* Begin ITEMS *

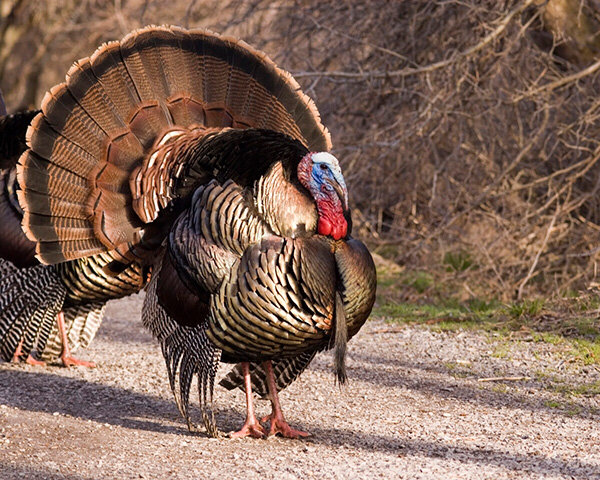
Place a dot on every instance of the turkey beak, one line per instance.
(340, 189)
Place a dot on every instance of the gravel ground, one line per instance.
(415, 408)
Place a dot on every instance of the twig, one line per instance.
(407, 72)
(538, 255)
(560, 82)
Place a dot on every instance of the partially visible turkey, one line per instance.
(193, 154)
(44, 307)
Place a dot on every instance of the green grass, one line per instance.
(571, 322)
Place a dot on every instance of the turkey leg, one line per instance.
(251, 427)
(30, 360)
(65, 356)
(278, 423)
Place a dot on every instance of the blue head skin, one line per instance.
(320, 173)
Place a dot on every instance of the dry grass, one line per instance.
(469, 131)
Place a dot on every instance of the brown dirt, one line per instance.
(414, 409)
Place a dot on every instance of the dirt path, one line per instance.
(414, 409)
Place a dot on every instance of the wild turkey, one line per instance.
(40, 306)
(195, 154)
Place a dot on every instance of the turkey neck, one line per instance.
(289, 211)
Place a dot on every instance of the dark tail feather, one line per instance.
(187, 352)
(30, 299)
(340, 340)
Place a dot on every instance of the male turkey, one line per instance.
(43, 306)
(194, 154)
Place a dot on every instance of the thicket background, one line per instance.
(468, 131)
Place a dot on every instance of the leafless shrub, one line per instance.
(469, 131)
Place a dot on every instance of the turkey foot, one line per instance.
(251, 427)
(65, 356)
(29, 360)
(278, 423)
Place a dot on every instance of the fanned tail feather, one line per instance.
(30, 300)
(187, 352)
(99, 128)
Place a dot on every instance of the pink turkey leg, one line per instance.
(278, 423)
(251, 427)
(30, 360)
(65, 356)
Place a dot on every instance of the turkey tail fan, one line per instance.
(12, 136)
(30, 299)
(187, 352)
(286, 370)
(81, 322)
(118, 106)
(14, 245)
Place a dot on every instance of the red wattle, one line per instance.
(324, 227)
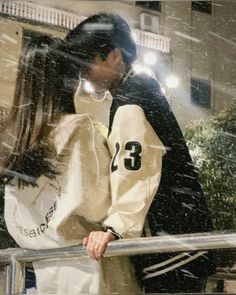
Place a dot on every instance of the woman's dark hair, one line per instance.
(41, 94)
(98, 35)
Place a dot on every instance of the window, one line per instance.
(202, 6)
(201, 92)
(29, 35)
(154, 5)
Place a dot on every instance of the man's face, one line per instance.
(102, 73)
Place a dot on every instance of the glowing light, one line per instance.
(172, 81)
(150, 58)
(87, 86)
(134, 36)
(143, 69)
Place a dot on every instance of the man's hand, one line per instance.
(96, 243)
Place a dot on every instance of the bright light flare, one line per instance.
(87, 87)
(150, 58)
(172, 81)
(143, 69)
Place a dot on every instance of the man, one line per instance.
(104, 45)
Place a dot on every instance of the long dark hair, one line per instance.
(99, 34)
(41, 94)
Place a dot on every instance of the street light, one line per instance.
(172, 81)
(150, 58)
(87, 87)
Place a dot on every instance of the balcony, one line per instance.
(64, 19)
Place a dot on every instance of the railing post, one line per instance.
(17, 277)
(8, 274)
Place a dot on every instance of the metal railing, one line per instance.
(16, 259)
(61, 18)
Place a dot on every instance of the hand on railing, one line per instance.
(96, 243)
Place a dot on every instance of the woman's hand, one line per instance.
(96, 243)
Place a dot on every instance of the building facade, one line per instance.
(193, 43)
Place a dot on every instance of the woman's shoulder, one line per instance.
(68, 129)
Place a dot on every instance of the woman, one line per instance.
(55, 165)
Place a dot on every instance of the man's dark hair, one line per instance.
(99, 35)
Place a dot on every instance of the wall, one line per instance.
(10, 47)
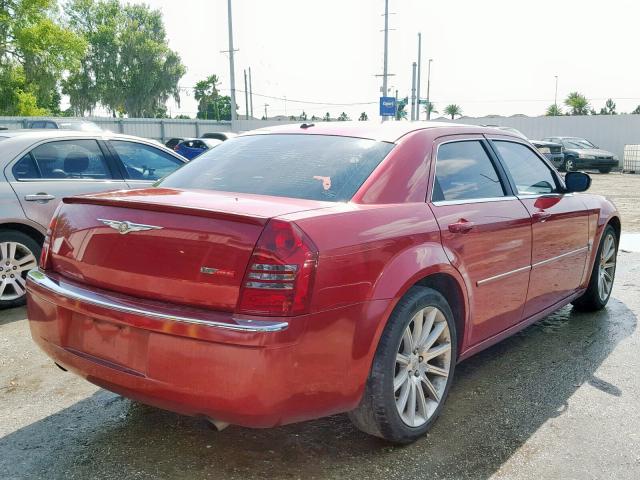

* End ITEMS *

- **WRITTEN PROBLEM**
Repeat the material above line for line, leaving the pictures out.

- **TASK SOLUTION**
Place a dot on every instance of the turkey beak, one line per instance.
(340, 189)
Place a dot on every instance of the gravel ground, one line per instance.
(415, 408)
Place a dot on every instance of the twig, one line per instance.
(407, 72)
(538, 255)
(560, 82)
Place a dot on every instance of the partially visible turkey, one line per instance.
(193, 154)
(44, 307)
Place a dot on every instance of the green grass, one line per instance.
(571, 322)
Place a dot on every instance of the turkey leg, one line per instance.
(251, 427)
(30, 360)
(65, 356)
(278, 423)
Place a dot on every instance of the blue head skin, one line per instance.
(320, 173)
Place a dot on every instance of the dry grass, one line per instance.
(469, 131)
Place a dot on every instance of the brown dirt, one line per instance.
(414, 409)
Place a dot on every instance of the dirt path, one line per instance.
(414, 409)
Place a dot on every instance of the wild turkey, one line per instance.
(40, 306)
(195, 154)
Place a dot on every instance of the turkey neck, one line per instance.
(289, 211)
Place a dot on every instance of the dark tail feather, one line per instance.
(187, 352)
(30, 299)
(340, 340)
Place a dot on every instance of the male turkey, one line per instance.
(43, 306)
(194, 154)
Place a dot on every instance of the thicket background, one line per instance.
(468, 131)
Place a dot on every instance of the leafless shrub, one line per instance.
(469, 131)
Place a dot on every instance of the turkey foot, one line per instance.
(251, 427)
(65, 356)
(29, 360)
(278, 423)
Place a dot on every instance of the fanned tail feather, one line per instance.
(30, 300)
(187, 352)
(99, 128)
Place a dot on every instance of the pink turkey leg, one line per instance.
(278, 423)
(251, 427)
(30, 360)
(65, 356)
Place a dot on every instance of the turkey tail fan, one line per instance.
(12, 136)
(30, 299)
(187, 352)
(286, 370)
(81, 322)
(118, 106)
(14, 245)
Place a dot on every instance of the red wattle, one line per instance.
(324, 227)
Place a dot on every instance of the woman's dark hair, one line per instance.
(41, 94)
(98, 35)
Place a dot on every instance of the window, one line per instance.
(202, 6)
(201, 92)
(29, 35)
(154, 5)
Place a dot on every instance of the man's face, one line per instance.
(102, 73)
Place a dot on every instance of the glowing light, one line per instance.
(172, 81)
(150, 58)
(87, 86)
(134, 36)
(143, 69)
Place a dot on every instance of the man's hand, one line per instance.
(96, 243)
Place a dot on every instance of the bright light flare, one line per instance.
(87, 87)
(150, 58)
(172, 81)
(143, 69)
Place a dot on every instance of the man, one line per instance.
(104, 45)
Place a dot on every instance of the long dark hair, one line per instance.
(99, 34)
(41, 94)
Place a dot on every instance of the street light, one line per instance.
(172, 81)
(150, 58)
(87, 87)
Place a dot on every instance of the balcony, one line per instance.
(64, 19)
Place a dot on every instance of the railing post, one line per instance.
(17, 277)
(8, 274)
Place a dot on every instance of the metal railing, one line per instance.
(16, 259)
(61, 18)
Place a dot on every instance of the hand on railing, one line per instance.
(96, 243)
Place a dot on every instance of the woman's hand, one line per instance.
(96, 243)
Place a dot on every instance of the building facade, one line per instance.
(193, 43)
Place a dot on every instance of the woman's shoulder, one line per instance.
(68, 129)
Place a dot on every instance of the woman, one line per instance.
(55, 165)
Place a dot on every instance of the man's dark hair, one line per instance.
(99, 35)
Place a dot on every instance of the wall, one line per instance.
(10, 47)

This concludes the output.